■ EXERCISE DIRECTIONS ■
Up to and including the line with "box: [299, 267, 354, 330]", output the records exactly as they appear.

Start of RECORD EXTRACTS

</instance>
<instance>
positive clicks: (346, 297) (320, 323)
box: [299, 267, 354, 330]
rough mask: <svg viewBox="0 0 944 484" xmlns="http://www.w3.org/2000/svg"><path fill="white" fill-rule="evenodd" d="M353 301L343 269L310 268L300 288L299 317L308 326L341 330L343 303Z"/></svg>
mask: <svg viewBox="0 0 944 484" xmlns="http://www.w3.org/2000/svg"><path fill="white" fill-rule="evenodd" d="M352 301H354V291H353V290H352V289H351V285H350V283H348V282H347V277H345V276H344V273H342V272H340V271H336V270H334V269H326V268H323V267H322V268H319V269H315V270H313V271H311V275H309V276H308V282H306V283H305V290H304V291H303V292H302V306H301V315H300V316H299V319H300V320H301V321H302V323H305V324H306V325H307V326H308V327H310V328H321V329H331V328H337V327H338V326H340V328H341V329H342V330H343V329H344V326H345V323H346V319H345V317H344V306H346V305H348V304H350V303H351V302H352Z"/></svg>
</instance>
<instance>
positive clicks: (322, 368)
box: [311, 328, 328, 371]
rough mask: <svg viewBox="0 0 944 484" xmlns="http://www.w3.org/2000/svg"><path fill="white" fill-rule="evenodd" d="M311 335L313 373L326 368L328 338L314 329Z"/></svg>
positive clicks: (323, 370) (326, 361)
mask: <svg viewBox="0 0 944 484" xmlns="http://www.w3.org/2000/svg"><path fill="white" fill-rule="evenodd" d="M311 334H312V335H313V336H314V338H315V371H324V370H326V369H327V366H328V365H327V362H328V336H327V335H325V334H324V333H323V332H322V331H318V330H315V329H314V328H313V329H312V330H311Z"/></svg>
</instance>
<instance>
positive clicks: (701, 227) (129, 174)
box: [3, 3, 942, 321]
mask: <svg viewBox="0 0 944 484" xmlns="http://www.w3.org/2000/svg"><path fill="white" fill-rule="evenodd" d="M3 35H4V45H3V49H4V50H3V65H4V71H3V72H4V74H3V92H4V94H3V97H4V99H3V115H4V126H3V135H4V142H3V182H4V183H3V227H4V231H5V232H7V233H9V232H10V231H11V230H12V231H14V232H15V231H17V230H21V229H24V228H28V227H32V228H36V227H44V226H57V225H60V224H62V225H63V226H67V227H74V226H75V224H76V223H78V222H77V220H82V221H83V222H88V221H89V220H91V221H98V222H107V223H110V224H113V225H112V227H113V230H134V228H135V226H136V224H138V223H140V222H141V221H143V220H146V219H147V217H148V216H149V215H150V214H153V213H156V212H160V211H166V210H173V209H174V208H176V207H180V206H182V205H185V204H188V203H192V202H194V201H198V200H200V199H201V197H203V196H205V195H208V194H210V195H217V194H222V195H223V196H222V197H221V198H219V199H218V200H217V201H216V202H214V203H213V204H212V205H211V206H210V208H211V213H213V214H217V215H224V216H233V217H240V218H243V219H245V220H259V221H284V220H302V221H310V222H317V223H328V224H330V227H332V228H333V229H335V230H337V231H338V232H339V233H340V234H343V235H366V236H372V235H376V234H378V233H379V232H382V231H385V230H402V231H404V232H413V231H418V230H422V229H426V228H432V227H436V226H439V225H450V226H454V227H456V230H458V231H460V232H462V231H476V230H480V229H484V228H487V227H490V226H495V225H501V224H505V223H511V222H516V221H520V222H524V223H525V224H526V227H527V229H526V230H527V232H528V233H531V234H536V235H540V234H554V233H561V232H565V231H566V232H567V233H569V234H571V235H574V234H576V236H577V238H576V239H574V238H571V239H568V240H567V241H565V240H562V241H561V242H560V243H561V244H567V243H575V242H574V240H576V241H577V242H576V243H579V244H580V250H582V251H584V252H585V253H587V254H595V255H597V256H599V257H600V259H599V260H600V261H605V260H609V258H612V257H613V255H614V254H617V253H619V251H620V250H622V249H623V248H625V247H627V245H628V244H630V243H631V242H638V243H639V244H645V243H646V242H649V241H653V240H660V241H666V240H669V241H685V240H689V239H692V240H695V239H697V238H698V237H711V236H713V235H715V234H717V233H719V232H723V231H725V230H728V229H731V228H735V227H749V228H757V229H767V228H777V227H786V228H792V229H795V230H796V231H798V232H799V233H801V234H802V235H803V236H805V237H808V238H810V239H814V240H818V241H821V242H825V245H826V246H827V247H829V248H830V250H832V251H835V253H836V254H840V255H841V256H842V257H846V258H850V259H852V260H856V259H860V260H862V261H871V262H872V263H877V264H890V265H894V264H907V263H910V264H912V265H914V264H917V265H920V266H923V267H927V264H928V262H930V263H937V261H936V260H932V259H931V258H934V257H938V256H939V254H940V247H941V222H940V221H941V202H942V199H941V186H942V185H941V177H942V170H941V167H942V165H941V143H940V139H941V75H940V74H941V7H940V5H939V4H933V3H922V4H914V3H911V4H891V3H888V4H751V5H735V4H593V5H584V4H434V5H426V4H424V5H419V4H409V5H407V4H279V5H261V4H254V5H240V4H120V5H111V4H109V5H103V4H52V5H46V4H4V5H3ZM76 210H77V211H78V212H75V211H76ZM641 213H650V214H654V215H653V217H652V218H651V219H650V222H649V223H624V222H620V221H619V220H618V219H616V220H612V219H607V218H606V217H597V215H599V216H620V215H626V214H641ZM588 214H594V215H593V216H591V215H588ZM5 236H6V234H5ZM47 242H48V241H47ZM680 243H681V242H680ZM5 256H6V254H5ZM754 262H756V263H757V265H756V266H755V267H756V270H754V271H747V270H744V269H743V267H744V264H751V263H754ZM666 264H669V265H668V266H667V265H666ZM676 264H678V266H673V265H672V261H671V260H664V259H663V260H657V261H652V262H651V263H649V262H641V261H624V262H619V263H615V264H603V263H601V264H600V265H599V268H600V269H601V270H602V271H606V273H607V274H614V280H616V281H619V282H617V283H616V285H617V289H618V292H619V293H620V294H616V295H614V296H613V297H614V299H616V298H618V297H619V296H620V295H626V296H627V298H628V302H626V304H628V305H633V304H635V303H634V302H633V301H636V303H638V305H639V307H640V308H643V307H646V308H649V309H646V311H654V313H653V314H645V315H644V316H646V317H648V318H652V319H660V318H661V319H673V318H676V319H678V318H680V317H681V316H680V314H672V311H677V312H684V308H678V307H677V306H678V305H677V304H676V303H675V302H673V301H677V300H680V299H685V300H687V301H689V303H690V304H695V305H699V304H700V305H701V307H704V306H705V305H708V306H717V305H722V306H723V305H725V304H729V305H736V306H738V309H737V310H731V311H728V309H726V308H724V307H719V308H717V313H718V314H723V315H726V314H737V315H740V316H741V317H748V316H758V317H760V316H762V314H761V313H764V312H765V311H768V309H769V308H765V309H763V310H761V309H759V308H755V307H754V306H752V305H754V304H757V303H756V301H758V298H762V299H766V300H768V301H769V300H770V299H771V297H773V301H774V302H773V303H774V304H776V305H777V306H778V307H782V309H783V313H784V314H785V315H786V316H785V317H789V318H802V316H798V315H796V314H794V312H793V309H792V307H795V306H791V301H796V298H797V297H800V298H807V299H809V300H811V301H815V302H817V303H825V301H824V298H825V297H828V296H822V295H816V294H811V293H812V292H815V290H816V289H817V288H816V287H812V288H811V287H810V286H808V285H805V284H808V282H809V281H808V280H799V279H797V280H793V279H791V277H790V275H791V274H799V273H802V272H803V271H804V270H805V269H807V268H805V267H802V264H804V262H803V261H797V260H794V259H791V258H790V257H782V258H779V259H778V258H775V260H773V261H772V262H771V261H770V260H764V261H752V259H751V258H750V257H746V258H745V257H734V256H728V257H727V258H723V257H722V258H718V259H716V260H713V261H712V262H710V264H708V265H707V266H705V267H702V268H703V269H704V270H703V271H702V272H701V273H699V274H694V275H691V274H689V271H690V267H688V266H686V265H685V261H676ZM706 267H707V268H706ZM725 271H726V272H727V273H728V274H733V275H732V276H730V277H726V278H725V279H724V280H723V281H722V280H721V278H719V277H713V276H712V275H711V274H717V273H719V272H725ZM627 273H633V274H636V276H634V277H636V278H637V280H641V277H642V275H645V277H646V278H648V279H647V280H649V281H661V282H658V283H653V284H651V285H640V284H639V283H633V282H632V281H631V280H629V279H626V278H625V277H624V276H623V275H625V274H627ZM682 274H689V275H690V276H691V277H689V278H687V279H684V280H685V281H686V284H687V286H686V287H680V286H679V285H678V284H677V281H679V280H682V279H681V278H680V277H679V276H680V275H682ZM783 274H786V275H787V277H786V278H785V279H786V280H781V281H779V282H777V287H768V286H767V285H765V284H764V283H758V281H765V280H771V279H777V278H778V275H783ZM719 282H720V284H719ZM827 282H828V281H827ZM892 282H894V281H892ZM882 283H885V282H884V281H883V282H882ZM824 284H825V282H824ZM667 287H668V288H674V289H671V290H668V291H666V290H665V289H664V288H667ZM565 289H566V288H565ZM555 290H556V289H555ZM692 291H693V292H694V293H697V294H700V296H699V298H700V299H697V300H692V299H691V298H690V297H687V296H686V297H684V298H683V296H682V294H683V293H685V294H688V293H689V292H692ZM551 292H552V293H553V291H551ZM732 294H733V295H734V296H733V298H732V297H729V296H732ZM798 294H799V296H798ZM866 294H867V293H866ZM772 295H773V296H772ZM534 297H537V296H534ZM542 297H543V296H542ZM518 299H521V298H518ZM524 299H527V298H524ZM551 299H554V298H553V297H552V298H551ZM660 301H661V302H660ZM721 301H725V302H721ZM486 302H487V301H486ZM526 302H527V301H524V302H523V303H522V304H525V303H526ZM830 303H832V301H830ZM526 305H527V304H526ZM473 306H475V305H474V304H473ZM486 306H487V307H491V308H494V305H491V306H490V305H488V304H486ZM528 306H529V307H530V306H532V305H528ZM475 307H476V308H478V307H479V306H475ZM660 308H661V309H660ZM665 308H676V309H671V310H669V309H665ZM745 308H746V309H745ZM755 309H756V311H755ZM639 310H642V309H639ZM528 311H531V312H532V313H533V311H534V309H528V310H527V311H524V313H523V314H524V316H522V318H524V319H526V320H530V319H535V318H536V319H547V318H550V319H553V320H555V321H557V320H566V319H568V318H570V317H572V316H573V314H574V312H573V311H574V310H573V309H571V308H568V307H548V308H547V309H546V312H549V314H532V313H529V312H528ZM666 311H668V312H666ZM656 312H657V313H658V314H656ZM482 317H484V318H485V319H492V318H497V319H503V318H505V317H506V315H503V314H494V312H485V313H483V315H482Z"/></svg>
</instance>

End of RECORD EXTRACTS

■ YOUR RESPONSE ■
</instance>
<instance>
positive clicks: (346, 297) (320, 323)
box: [299, 267, 354, 330]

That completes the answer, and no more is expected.